Dataset entries

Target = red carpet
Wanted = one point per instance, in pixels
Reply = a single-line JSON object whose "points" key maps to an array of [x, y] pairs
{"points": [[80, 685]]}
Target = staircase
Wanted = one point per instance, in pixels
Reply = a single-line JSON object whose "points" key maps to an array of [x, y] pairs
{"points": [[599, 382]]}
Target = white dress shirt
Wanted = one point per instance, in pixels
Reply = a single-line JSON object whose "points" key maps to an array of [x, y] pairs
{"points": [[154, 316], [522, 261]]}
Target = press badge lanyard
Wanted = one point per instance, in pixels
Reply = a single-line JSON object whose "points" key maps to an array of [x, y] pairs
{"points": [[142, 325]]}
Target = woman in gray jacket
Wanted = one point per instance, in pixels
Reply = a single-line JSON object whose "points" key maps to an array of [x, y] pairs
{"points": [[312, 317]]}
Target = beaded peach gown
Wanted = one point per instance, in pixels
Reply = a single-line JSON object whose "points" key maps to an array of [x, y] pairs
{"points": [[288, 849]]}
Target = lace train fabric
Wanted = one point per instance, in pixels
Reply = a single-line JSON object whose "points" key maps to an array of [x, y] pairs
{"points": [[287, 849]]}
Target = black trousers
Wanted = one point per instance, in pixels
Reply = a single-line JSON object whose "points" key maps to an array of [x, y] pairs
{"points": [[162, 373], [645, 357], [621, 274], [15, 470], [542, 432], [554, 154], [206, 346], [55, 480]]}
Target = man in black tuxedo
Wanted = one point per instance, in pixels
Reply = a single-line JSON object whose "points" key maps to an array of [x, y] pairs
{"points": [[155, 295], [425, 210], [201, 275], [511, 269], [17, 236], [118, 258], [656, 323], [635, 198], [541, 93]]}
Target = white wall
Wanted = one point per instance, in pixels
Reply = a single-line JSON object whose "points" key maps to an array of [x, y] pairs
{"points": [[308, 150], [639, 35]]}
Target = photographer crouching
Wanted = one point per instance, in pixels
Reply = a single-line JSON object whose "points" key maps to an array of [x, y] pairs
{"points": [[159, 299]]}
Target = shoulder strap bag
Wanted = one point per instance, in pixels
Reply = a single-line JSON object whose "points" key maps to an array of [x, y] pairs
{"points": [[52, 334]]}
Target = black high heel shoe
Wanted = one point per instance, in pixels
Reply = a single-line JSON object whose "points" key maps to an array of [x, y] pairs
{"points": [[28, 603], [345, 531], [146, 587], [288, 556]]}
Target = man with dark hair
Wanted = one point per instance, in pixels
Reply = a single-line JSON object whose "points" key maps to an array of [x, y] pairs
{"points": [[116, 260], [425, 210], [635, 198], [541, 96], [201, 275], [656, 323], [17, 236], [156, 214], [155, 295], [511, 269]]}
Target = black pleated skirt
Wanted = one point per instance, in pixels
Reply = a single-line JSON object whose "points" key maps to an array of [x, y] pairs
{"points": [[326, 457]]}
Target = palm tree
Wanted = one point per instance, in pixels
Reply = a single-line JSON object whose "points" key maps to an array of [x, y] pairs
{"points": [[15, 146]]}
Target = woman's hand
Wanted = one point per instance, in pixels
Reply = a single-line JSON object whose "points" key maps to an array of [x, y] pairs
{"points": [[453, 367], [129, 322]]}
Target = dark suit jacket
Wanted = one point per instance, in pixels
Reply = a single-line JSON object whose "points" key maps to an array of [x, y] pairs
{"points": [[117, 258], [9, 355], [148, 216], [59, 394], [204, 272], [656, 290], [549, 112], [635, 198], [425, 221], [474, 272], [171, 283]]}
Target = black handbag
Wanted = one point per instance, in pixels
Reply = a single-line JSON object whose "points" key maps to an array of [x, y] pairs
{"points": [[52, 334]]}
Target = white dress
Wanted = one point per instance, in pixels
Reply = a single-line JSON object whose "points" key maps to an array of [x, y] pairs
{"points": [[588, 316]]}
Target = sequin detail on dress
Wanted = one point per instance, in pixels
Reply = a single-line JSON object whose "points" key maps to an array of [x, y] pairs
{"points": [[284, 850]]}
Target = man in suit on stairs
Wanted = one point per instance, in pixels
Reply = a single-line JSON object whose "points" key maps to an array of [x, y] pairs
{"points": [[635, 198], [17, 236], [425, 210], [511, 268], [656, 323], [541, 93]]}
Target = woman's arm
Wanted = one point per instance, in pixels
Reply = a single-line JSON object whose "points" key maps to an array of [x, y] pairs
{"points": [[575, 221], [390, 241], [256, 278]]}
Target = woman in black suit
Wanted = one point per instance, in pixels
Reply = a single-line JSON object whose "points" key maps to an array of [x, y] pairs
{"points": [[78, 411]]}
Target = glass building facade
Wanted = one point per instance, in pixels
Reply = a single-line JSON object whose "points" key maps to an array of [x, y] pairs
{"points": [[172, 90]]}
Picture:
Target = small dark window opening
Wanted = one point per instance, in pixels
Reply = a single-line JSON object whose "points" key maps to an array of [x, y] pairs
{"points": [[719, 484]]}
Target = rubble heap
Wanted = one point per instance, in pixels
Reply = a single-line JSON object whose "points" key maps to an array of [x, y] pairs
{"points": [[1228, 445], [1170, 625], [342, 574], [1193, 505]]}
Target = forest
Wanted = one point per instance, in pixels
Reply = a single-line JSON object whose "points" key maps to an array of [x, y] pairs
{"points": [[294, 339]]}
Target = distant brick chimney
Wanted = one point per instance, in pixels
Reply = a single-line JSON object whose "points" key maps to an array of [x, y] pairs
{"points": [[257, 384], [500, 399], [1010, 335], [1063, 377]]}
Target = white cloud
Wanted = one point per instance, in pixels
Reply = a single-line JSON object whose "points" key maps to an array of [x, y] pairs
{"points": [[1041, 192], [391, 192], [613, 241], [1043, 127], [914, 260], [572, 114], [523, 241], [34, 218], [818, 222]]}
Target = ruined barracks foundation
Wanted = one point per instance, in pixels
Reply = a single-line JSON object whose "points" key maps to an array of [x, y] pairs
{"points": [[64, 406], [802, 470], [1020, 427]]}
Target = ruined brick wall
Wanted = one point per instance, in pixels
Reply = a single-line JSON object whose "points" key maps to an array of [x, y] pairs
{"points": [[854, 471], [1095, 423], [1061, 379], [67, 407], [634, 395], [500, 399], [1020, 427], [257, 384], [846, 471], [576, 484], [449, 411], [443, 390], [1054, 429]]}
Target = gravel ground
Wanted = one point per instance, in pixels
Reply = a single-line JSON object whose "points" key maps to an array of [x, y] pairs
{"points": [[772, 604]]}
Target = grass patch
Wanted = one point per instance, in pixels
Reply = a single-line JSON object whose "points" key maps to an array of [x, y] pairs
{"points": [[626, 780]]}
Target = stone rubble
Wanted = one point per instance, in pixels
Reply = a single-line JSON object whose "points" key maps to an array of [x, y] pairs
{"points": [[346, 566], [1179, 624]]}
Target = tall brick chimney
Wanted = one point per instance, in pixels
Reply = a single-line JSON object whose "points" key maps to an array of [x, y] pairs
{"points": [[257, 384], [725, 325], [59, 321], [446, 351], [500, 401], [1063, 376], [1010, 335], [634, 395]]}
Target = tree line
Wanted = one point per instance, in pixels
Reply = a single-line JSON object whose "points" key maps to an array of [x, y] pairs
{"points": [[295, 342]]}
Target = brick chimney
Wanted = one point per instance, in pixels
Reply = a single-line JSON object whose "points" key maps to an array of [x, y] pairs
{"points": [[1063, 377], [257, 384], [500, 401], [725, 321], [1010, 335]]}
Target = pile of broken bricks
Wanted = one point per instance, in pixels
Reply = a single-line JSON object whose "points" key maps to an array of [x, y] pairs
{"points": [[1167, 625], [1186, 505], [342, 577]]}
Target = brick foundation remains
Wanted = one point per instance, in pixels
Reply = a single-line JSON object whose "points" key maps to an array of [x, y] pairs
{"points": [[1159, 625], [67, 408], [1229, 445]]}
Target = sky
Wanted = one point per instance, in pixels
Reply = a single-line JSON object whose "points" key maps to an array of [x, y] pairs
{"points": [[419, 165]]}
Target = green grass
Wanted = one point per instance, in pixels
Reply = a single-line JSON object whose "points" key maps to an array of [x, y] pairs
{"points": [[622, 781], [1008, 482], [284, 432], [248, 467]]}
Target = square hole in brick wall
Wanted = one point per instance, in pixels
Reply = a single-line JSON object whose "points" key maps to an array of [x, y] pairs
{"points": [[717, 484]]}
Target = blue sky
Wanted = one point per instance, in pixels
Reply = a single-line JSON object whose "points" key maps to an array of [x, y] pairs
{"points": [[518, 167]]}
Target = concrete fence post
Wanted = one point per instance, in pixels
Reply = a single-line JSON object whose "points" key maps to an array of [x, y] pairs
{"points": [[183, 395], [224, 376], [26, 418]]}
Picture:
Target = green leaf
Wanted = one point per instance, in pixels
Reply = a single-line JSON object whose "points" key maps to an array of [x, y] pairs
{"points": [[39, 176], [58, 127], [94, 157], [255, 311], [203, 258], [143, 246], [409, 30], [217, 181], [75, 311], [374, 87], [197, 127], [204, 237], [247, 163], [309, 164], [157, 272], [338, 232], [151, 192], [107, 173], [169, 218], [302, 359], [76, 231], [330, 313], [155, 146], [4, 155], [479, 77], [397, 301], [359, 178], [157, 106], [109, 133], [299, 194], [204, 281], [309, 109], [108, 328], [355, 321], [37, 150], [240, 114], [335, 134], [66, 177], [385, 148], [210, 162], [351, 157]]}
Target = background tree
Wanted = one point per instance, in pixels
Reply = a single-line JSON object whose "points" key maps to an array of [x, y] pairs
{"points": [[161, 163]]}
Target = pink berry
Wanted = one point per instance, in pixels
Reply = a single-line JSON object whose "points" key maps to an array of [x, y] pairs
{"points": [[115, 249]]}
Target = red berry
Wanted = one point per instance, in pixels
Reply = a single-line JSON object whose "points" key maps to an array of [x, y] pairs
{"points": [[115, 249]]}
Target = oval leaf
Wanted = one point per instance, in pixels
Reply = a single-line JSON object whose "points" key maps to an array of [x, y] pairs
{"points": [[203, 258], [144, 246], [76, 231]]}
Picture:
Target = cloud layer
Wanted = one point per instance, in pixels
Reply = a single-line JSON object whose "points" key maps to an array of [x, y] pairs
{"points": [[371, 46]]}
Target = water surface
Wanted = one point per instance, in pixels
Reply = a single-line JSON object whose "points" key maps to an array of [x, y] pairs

PROBLEM DETAILS: Print only the lines from the one with "Target = blue sky" to the end of the records, both included.

CORRECT RESULT:
Target = blue sky
Wanted = one point per instance, in pixels
Reply = a single-line JSON object whose "points" key maps to an array of [x, y] pairs
{"points": [[518, 167]]}
Target = concrete fence post
Wanted = one point per instance, in pixels
Reply = a single-line JSON object whose "points" key maps to an array of [x, y] pairs
{"points": [[183, 395], [224, 376], [26, 418]]}
Picture:
Target = green leaf
Wanted = one point per instance, in pixels
Reply = a single-line JSON object whose "points" key maps to an array of [x, y] pairs
{"points": [[39, 176], [58, 127], [94, 157], [255, 311], [203, 258], [143, 246], [409, 30], [217, 181], [75, 311], [374, 87], [197, 127], [204, 237], [247, 163], [309, 164], [157, 272], [338, 232], [151, 192], [107, 173], [169, 218], [302, 359], [76, 231], [330, 313], [155, 146], [4, 155], [479, 77], [397, 301], [359, 178], [157, 106], [109, 133], [299, 194], [204, 281], [309, 109], [108, 328], [355, 321], [37, 150], [240, 114], [335, 134], [66, 177], [385, 148], [210, 162], [351, 157]]}
Target = background tree
Wanted = one point per instance, in pixels
Reply = a single-line JSON object whose "points" key maps to an array of [x, y] pairs
{"points": [[161, 163]]}
Target = pink berry
Wanted = one point per instance, in pixels
Reply = a single-line JSON object whose "points" key maps to an array of [x, y] pairs
{"points": [[115, 249]]}
Target = red berry
Wanted = one point per instance, in pixels
Reply = a single-line JSON object whose "points" key maps to an array of [x, y] pairs
{"points": [[115, 249]]}
Target = oval leaf
Wanted = one point per instance, in pixels
Reply = a single-line JSON object whose "points" key maps to an array of [x, y] pairs
{"points": [[203, 258], [144, 246], [76, 231]]}
Picture:
Target = cloud layer
Wanted = one point per instance, in pixels
Reply = a single-line JSON object whose "points" key maps to an array of [x, y] pairs
{"points": [[371, 46]]}
Target = water surface
Wanted = one point per instance, in pixels
Reply = a single-line JSON object whose "points" key maps to an array of [x, y] pairs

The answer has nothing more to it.